> _Page excerpt_:
—————

On the uncomfortable relationship between radical politics and art, from creation to destruction—and back again.
Among the killing fields and ritualised butchery, Islamic State is committing another grave atrocity: a profound disrespect for the grand canon of world art.
As they bulldozed their way through Syria and northern Iraq, filling the power vacuum left by the fall of secular regimes, ISIS fundamentalists staked a claim on the scarred earth by destroying the archaeological riches of the region. They burnt art as freely as they did oil wells, sometimes electing to sell the remaining pieces to fund further geographic expansions. The Byzantine mosaics, the Greek and Roman sculptures, the newly profane Islamic art of many generations prior. It echoed the actions of the Taliban more than a decade earlier, who found the fabled Buddhist statues of Bamiyan and left only craters.
The clichéd notion of the Levant as the mythic cradle of civilisation contains more than a grain of truth—many areas now occupied by the rigid theocracy of the Islamic State have been continuously settled for the better part of 6,000 years. Embedded in the artefacts of Iraq and Syria is a journal of world culture in its becoming.
In September, Islamic State mujahideen—a collective term for those engaged in jihad—detonated a series of bombs around the 1300-year-old Assyrian Green Church in Tikrit, levelling the building. The church, one of the oldest in Iraq and often considered the most ornate, had been restored under Saddam Hussein two decades earlier. Hussein, who once encouraged art and sculpture as central to a vibrant and patriotic Iraqi culture, had been overruled.
There is the obvious outrage: how could someone spoil the tangible histories of the world so unflinchingly? Indeed, it’s the blasé attitude toward total cultural excision that infuriates us more than the destruction itself. When we decimated a truck carrying Gustave Courbet’s celebrated social realist painting The Stone Breakers with a stray bomb during the raids on Dresden, we did it with a heavy heart (of course).
But it’s far too easy to dismiss this as a kind of ancient, viciously conservative ideology manifest. The philosophy of the Islamic State, and Islamism as a whole, is rendered by mainstream press as primordial horror, a deranged pursuit of an ancient religious condition that not only predates modernity, it is actively hostile toward it. The liberal left enable this connection and pursue it with aplomb, drawing leylines between Islamic fundamentalism and socially conservative western movements. It’s pure bunkum: ISIS are radical reformers, not stodgy conservatives.

—————

> _Source data_:
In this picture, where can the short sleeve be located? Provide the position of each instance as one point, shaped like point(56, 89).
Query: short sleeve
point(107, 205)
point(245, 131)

—————

> _Problem requirements_: Reproduce the passage of the essay on radical politics and art that starts with "On the uncomfortable" and runs through "of world art.".

> _Solution for this problem_:
On the uncomfortable relationship between radical politics and art, from creation to destruction—and back again.
Among the killing fields and ritualised butchery, Islamic State is committing another grave atrocity: a profound disrespect for the grand canon of world art.